[Exercise] Reproduce the whole listing below line for line, scaling each outline coordinate in the answers by 0.5 and rounding to whole numbers, with halves rounded up. Every other number, including those in the sample paths, stays as it is.

[Data for this exercise]
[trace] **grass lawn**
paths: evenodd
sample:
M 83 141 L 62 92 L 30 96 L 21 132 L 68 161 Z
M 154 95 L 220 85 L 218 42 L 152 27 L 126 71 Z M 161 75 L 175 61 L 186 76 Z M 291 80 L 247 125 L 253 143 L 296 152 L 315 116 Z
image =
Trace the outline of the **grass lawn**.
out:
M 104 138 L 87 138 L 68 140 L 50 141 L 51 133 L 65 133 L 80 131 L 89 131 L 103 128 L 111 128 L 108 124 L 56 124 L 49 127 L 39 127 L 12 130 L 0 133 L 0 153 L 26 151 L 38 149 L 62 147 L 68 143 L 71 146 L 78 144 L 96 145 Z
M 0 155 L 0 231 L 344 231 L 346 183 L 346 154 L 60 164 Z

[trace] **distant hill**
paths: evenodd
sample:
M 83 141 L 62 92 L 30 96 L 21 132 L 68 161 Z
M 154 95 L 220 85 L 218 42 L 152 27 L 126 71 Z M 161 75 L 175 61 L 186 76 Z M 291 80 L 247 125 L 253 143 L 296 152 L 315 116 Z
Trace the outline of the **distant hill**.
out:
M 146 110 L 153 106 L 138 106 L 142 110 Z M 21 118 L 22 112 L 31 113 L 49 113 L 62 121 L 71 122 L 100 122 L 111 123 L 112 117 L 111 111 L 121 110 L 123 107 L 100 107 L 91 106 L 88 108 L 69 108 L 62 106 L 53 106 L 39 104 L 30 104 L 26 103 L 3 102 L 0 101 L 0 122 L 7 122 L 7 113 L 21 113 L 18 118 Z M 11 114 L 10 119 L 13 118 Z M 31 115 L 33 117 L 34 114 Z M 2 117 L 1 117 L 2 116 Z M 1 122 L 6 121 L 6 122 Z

[Full answer]
[trace] **grass lawn**
paths: evenodd
sample:
M 83 141 L 62 92 L 30 96 L 21 132 L 68 161 Z
M 154 95 L 220 85 L 218 42 L 152 27 L 126 71 Z M 161 75 L 175 61 L 186 76 Z M 291 80 L 247 125 L 253 143 L 296 152 L 315 116 Z
image =
Trace the outline of the **grass lawn**.
out:
M 52 69 L 44 69 L 34 70 L 25 71 L 26 67 L 33 67 L 40 66 L 45 66 L 52 64 L 56 64 L 54 62 L 28 62 L 25 64 L 20 64 L 6 65 L 0 67 L 0 77 L 13 76 L 19 75 L 31 74 L 34 72 L 36 73 L 39 72 L 48 73 Z
M 0 78 L 0 116 L 172 116 L 173 92 L 173 77 L 30 82 Z

[trace] **distant hill**
paths: evenodd
sample:
M 83 141 L 62 92 L 30 96 L 21 132 L 68 161 Z
M 154 95 L 220 85 L 218 42 L 152 27 L 126 71 Z M 161 75 L 175 61 L 186 76 Z M 291 80 L 247 125 L 253 143 L 296 152 L 315 116 Z
Trace the outline of the **distant hill**.
out:
M 73 55 L 77 53 L 69 53 L 71 55 Z M 11 59 L 11 56 L 16 57 L 25 57 L 31 61 L 36 61 L 50 61 L 56 62 L 56 59 L 56 56 L 61 55 L 62 54 L 50 54 L 46 53 L 44 54 L 35 54 L 31 53 L 27 53 L 20 52 L 15 52 L 13 52 L 2 51 L 0 51 L 0 61 L 4 61 L 4 57 L 11 57 L 9 59 Z M 6 57 L 5 60 L 7 59 Z M 16 58 L 17 59 L 17 57 Z M 1 59 L 1 59 L 1 58 Z M 1 61 L 3 61 L 3 61 Z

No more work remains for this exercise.